• [PROMPT]: Reproduce the entries below in full, word for word.

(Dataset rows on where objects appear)

——

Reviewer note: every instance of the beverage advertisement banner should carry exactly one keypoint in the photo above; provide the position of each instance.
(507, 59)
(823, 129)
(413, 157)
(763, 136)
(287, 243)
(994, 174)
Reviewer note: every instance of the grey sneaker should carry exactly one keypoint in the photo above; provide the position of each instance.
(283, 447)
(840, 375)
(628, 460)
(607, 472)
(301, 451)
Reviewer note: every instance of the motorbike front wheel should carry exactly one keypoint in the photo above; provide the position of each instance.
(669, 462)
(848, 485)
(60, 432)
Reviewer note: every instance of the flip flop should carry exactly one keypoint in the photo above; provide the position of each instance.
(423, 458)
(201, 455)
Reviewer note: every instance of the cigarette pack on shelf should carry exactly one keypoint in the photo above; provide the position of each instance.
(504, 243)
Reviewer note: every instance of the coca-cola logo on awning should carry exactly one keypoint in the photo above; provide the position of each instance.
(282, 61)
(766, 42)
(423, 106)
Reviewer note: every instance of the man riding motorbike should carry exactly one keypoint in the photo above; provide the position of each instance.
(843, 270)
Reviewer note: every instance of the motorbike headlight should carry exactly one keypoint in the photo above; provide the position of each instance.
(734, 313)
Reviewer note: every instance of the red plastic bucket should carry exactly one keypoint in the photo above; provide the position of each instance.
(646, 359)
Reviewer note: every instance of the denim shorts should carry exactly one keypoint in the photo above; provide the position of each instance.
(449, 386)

——

• [SOLUTION TO THE EXERCISE]:
Reviewer note: every instance of the beverage advertisement banner should carry exactly one keypoint in the photo above; provide the position of each instance.
(507, 59)
(823, 129)
(413, 157)
(763, 136)
(287, 243)
(994, 174)
Reviewer note: every instance of the grey sneaker should carry exactly one keypoint in the photo above; provide the position of each instance.
(283, 447)
(840, 375)
(628, 460)
(607, 472)
(301, 451)
Reviewer note: every instance of the motorbike front wheel should carry exactly one keypoint in the photo above; provide the position of each instance.
(669, 462)
(848, 485)
(60, 432)
Reviewer note: every instance of the flip flop should carry exactly one keypoint in the photo above; provide the position of each instance.
(423, 458)
(201, 455)
Reviewer note: every instance of the cigarette pack on shelf should carry exactly one keypoint in the photo above; provide the position of each instance.
(504, 243)
Reviewer note: every instance of the coca-cola logo on awning should carry exactly one keypoint in the photo above; provide the position of each instance.
(282, 61)
(766, 42)
(423, 106)
Reviewer note: every instance of the man riding motorbike should carry exactly one keypoint in the photo above; provide the position of each instance.
(843, 270)
Reviewer note: every instance of the motorbike headlight should carry exactly one keypoint in the photo above; provide the position of each instance.
(734, 313)
Reviewer note: every instance of the red plastic bucket should carry exactly one keypoint in the photo above; provide the position of each instance.
(646, 359)
Reviewer note: every instance of the denim shorts should carry exactly one keypoint in the photo above; provide the position of each instance.
(449, 386)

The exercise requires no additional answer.